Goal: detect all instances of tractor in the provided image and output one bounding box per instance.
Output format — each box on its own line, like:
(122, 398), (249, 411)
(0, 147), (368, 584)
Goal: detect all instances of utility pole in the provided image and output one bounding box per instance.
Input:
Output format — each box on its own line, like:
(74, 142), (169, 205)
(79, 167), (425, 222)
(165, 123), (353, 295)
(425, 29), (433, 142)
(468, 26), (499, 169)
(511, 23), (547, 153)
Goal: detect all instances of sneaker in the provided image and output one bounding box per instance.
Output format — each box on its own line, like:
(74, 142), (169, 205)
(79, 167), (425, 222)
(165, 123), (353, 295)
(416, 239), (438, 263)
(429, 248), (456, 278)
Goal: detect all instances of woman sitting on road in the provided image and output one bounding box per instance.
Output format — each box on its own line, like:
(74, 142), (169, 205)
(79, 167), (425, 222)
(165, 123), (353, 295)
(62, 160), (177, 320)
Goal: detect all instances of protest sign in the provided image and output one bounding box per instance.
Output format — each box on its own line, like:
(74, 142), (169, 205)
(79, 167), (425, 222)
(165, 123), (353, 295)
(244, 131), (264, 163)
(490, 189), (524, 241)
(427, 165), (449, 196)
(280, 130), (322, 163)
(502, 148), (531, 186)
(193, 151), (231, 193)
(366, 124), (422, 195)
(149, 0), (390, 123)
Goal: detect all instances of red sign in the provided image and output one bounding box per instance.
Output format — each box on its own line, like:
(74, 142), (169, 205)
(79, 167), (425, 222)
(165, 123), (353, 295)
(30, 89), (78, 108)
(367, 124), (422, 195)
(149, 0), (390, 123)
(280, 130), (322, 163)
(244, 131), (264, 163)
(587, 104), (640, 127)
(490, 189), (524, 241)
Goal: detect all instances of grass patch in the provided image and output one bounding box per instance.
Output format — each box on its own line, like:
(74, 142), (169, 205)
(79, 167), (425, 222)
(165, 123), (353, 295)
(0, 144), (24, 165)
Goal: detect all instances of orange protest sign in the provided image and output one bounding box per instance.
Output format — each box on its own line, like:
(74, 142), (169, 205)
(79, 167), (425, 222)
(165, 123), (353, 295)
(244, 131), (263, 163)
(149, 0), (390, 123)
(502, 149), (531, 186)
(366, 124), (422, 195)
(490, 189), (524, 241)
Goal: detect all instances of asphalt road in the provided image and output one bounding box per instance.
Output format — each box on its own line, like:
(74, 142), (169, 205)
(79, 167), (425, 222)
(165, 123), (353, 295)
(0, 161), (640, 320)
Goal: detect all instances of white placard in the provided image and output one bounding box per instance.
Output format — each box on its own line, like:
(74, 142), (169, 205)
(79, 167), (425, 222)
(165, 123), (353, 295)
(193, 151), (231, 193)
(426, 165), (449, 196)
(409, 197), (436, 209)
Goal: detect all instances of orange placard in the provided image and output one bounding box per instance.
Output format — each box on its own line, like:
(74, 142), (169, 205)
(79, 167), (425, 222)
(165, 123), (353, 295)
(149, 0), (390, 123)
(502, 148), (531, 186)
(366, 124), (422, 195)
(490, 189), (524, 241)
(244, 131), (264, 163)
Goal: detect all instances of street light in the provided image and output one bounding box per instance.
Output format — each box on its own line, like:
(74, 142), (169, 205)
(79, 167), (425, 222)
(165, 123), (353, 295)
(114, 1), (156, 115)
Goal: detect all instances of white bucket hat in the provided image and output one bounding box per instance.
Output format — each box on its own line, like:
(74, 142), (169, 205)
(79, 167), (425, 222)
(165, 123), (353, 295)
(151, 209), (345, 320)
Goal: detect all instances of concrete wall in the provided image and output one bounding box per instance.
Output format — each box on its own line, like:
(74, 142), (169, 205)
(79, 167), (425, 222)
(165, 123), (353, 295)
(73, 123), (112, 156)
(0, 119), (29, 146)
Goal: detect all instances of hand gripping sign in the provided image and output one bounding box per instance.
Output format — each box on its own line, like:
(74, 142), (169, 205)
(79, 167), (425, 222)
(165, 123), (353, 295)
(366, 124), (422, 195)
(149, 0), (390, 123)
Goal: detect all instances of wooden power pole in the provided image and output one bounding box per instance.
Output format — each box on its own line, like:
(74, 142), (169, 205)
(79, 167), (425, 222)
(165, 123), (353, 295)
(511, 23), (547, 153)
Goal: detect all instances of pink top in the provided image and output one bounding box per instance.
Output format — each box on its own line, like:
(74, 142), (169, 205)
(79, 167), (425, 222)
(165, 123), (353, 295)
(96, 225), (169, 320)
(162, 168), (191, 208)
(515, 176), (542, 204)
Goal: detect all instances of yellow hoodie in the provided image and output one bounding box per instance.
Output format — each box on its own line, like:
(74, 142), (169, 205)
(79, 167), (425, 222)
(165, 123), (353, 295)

○ ○ ○ ○ ○

| DOEL |
Schrijf alle bovenstaande vermeldingen opnieuw uit, volledig en zonder iets te wijzigen.

| ANTWOORD |
Goal: detect all instances of tractor in the provided image and output one bounding box per instance.
Output format — each box on its own line, like:
(122, 398), (249, 411)
(0, 147), (368, 584)
Goal: detect all instances of utility pole in the provided image and output one bounding box per instance.
Input:
Output format — each box on its own line, like:
(74, 142), (169, 205)
(79, 167), (425, 222)
(165, 123), (353, 295)
(425, 29), (433, 142)
(468, 26), (499, 169)
(511, 23), (547, 153)
Goal: detect all instances of sneaker in the provided image and output one bounding box per instance.
Output format — each box on its own line, like:
(74, 142), (169, 205)
(79, 167), (425, 222)
(165, 123), (353, 295)
(416, 239), (438, 263)
(429, 248), (456, 278)
Goal: detect all instances of woman sitting on road in the provided image and output one bounding box per instance.
Output format — each box on its own line, like:
(74, 142), (169, 205)
(79, 167), (425, 222)
(165, 123), (353, 295)
(62, 160), (177, 320)
Goal: detect all instances of protest sign in the provided image and output one bounding box per instance.
Output format — each box on its own line, like:
(74, 142), (169, 205)
(79, 167), (425, 222)
(165, 123), (353, 295)
(244, 131), (264, 163)
(490, 189), (524, 241)
(427, 165), (449, 196)
(280, 130), (322, 163)
(502, 148), (531, 186)
(193, 151), (231, 193)
(366, 124), (422, 195)
(149, 0), (390, 123)
Goal: detect all instances of red sign in the provided image and output one bounding box per instance.
Output format — each box on its own line, like:
(74, 142), (169, 205)
(79, 167), (425, 222)
(165, 123), (353, 295)
(30, 89), (78, 108)
(367, 124), (422, 195)
(149, 0), (390, 123)
(280, 130), (322, 163)
(244, 131), (264, 163)
(587, 104), (640, 127)
(490, 189), (524, 241)
Goal: detect all instances of grass patch in the provided image and output one bounding box per instance.
Output format — each box on its own line, like:
(74, 142), (169, 205)
(79, 167), (425, 222)
(165, 123), (353, 295)
(0, 144), (24, 165)
Goal: detect all instances of orange protest sign in the provided image and output one bounding box per instance.
Output format — each box on its own line, like:
(74, 142), (169, 205)
(79, 167), (425, 222)
(165, 123), (353, 295)
(244, 131), (263, 163)
(149, 0), (390, 123)
(502, 149), (531, 186)
(366, 124), (422, 195)
(490, 189), (524, 241)
Goal: detect all instances of asphalt road in the provided image and output one bounding box per instance.
Output format — each box on its own line, like:
(74, 142), (169, 205)
(79, 167), (425, 222)
(165, 123), (353, 295)
(0, 161), (640, 320)
Goal: detect all instances of white placard in the provided image and output one bounding box per instance.
Output format — each box on its own line, like:
(74, 142), (169, 205)
(79, 167), (425, 222)
(165, 123), (353, 295)
(193, 151), (231, 193)
(426, 165), (449, 196)
(409, 197), (436, 209)
Goal: detect all instances of orange placard in the provided image and output one bounding box per instance.
Output format — each box on its own line, like:
(74, 142), (169, 205)
(79, 167), (425, 222)
(165, 123), (353, 295)
(149, 0), (390, 123)
(502, 148), (531, 186)
(366, 124), (422, 195)
(490, 189), (524, 241)
(244, 131), (264, 163)
Goal: detect all instances of street light in the provided image and output one bounding box per instance.
Output format — each box on its own line, like:
(74, 142), (169, 205)
(79, 167), (425, 222)
(165, 123), (353, 295)
(114, 1), (156, 115)
Goal: detect all instances of white bucket hat in the provided image and output one bounding box per instance.
Output format — each box on its own line, like:
(74, 142), (169, 205)
(79, 167), (425, 222)
(165, 123), (353, 295)
(151, 209), (345, 320)
Goal: detect all instances of concrete wall in the provided image and output one bounding box per instance.
Output format — each box on its own line, like:
(74, 142), (169, 205)
(79, 167), (425, 222)
(165, 123), (353, 295)
(73, 123), (112, 156)
(0, 119), (29, 146)
Goal: detect all instances of hand gripping sign in the provided image and output one bounding box per instance.
Output format — each box on its own line, like:
(74, 142), (169, 205)
(79, 167), (425, 222)
(165, 123), (353, 295)
(366, 124), (422, 195)
(149, 0), (390, 123)
Goal: detect all instances of wooden power pole in the provided image and output one bounding box per instance.
Output format — each box on its own line, like:
(74, 142), (169, 205)
(79, 167), (425, 222)
(165, 123), (353, 295)
(511, 23), (547, 153)
Goal: detect all instances of pink top in the provided image and output one bounding box per instance.
Output format — each box on its own line, like:
(74, 142), (169, 205)
(79, 167), (425, 222)
(165, 123), (353, 295)
(96, 225), (169, 320)
(162, 168), (191, 208)
(515, 176), (542, 204)
Goal: detect all instances of yellow hoodie in the provided image and output one bounding box per instance.
Output format — each box on its own line, like:
(74, 142), (169, 205)
(79, 167), (425, 222)
(165, 123), (353, 295)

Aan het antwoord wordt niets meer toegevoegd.